Items listed in a dataset

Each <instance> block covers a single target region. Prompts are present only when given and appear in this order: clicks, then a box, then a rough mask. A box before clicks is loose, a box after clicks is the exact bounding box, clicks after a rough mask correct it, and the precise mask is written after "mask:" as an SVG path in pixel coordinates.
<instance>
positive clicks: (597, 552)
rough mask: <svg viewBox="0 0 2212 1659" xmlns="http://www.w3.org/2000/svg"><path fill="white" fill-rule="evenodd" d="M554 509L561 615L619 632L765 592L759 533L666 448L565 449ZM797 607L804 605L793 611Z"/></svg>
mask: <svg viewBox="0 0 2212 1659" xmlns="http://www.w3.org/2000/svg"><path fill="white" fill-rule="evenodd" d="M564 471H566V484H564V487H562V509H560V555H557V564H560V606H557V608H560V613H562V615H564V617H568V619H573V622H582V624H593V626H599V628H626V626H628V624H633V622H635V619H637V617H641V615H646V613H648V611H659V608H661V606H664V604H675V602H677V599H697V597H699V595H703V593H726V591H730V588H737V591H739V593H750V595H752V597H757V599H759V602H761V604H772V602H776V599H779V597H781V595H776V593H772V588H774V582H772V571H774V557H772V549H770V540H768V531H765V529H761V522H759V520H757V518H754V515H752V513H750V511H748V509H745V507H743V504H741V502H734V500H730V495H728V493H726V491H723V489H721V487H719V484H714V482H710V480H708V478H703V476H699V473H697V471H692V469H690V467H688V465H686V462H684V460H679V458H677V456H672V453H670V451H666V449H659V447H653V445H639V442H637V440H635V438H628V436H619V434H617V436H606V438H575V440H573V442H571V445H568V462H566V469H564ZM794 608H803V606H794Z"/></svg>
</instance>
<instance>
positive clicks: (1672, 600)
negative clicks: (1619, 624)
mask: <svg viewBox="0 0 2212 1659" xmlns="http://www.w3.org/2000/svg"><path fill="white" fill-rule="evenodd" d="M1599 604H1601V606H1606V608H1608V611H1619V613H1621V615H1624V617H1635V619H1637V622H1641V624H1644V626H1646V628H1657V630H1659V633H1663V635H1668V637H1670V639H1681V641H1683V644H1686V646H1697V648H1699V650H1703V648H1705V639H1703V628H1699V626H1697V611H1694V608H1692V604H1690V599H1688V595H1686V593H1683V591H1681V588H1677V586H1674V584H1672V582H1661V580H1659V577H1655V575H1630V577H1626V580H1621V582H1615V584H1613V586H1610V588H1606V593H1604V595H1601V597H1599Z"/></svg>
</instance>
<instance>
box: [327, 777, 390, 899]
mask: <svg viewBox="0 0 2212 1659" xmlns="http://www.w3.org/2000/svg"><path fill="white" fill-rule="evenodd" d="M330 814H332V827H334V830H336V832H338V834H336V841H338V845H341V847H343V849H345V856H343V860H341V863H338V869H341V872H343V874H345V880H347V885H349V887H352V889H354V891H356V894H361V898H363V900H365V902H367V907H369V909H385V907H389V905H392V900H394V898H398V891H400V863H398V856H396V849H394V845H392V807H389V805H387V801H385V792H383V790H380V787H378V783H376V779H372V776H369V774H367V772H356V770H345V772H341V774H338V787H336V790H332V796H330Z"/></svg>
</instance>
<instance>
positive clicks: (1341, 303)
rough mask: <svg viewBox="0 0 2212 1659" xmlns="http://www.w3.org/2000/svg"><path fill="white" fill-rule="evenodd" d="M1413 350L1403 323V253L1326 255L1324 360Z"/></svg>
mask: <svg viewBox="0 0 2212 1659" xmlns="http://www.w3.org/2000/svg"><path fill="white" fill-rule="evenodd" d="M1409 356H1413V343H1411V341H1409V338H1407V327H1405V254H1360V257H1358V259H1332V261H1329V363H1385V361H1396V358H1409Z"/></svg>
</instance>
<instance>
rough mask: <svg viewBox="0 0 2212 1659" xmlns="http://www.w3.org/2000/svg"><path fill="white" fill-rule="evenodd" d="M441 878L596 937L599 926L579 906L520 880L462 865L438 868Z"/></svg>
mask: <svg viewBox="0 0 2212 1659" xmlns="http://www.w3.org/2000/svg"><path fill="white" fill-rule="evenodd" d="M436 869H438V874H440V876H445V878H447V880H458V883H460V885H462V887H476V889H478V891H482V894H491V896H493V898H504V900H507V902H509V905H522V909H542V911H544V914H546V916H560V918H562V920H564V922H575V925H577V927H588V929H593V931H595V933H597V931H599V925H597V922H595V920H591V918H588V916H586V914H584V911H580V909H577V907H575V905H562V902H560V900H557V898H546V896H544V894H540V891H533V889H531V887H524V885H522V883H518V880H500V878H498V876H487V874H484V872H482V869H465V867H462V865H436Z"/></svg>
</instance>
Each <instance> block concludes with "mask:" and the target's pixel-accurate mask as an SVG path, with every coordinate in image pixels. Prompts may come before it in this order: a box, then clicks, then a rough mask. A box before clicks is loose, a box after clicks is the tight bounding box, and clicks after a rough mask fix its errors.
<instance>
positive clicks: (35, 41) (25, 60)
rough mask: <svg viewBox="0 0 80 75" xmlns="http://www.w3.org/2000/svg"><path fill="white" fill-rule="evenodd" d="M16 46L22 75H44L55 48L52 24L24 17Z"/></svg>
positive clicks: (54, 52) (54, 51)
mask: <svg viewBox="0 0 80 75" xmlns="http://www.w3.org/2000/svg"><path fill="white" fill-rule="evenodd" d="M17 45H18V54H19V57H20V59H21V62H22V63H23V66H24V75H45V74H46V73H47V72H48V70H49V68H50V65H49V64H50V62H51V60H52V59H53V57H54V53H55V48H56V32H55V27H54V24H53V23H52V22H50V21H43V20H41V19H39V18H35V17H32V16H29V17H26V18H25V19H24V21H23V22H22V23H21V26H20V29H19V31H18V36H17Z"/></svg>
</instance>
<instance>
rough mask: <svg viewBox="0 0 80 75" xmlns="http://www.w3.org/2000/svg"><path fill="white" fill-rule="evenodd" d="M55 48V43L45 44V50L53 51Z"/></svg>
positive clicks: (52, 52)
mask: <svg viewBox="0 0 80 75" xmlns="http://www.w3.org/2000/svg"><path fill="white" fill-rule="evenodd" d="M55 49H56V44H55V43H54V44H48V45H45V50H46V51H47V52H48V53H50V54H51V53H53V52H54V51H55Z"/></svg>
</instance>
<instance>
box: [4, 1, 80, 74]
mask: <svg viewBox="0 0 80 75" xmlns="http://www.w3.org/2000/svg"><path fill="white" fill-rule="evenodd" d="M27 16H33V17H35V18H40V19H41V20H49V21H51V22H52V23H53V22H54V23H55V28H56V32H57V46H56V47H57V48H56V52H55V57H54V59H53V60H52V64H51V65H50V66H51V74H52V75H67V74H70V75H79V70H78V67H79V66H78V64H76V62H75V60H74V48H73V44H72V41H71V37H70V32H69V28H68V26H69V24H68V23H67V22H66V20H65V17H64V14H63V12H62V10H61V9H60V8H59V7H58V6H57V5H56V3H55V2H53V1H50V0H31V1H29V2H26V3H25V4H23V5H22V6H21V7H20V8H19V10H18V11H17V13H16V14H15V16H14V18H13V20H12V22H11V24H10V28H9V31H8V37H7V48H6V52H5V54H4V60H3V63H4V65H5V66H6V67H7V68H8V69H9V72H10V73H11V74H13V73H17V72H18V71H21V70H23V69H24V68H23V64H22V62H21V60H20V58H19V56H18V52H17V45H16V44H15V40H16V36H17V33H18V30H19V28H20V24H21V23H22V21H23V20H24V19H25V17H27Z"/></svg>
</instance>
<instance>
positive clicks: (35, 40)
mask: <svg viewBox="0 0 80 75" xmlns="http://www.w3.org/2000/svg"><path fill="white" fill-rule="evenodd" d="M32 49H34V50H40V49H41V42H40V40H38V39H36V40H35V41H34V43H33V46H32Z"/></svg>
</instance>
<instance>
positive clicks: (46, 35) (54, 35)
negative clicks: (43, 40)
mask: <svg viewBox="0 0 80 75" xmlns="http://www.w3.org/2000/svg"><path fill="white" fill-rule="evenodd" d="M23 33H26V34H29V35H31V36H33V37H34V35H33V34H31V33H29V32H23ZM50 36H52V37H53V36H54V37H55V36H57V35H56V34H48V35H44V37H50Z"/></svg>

### EXERCISE INSTRUCTIONS
All lines that contain the word "Prompts" must be copied from the records above.

### ANSWER FOR THE TASK
Each <instance> block covers a single target region. Prompts are present only when given and appear in this order: clicks, then a box, then a rough mask. A box before clicks is loose, a box after clicks is the exact bounding box, clicks after a rough mask correct it, and the precise mask is written after "mask:" as an SVG path in pixel coordinates.
Each <instance> block concludes with "mask:" and the target's pixel-accurate mask as an SVG path, with every coordinate in image pixels. Prompts may come before it in this order: a box, then clicks, then a rough mask. A box before clicks is loose, a box after clicks is the tight bounding box, and clicks after a rough mask fix its errors.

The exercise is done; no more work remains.